PROMPT:
Every entry must be given again exactly as it is written.

───── INFORMATION SHOWN ─────

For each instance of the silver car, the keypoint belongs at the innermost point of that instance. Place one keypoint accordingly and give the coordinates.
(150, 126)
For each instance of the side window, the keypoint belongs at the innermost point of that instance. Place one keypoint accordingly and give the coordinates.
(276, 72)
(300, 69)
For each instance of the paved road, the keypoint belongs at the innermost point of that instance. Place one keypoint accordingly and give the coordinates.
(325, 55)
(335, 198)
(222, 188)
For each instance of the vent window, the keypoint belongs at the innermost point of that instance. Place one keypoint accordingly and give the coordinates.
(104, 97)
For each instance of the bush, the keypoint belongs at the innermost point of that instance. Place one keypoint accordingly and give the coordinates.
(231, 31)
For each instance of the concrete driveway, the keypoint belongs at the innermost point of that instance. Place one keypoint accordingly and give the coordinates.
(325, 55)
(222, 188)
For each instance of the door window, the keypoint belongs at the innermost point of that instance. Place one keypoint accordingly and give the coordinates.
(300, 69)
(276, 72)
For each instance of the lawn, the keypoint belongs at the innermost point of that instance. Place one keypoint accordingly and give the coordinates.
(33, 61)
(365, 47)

─────

TASK OUTPUT:
For each instance of the silver car, the keypoint belongs at the innermost point of that instance. Place one keypoint accordingly and give the coordinates.
(150, 126)
For each instance of the side window, the keypoint belongs at the innermost point of that instance. Place one keypoint accordingly and give the coordinates.
(276, 72)
(300, 69)
For each instance of the paved road, the keypoint belongs at the innermost point of that instance. Place one keypoint accordingly and give the coordinates.
(325, 55)
(335, 198)
(222, 188)
For each instance of the vent window, the keypoint belongs at the innermost point of that instance. Place one keypoint accordingly and give the coordinates.
(104, 97)
For each instance of the bush, the keypoint belongs at the innermost point of that instance. Place one keypoint accordingly and give the coordinates.
(231, 31)
For each instance of the concrete driveway, the keypoint belongs at the innermost point of that instance. Place one keypoint accordingly and give the coordinates.
(325, 55)
(222, 188)
For each instance of the door window, the keypoint belongs at the innermost point of that instance. Place one keypoint accordingly and give the coordinates.
(300, 69)
(276, 72)
For each instance of the lawn, the keypoint belongs at the innermost point of that instance. Place one keypoint accordingly and give the coordinates.
(33, 61)
(365, 47)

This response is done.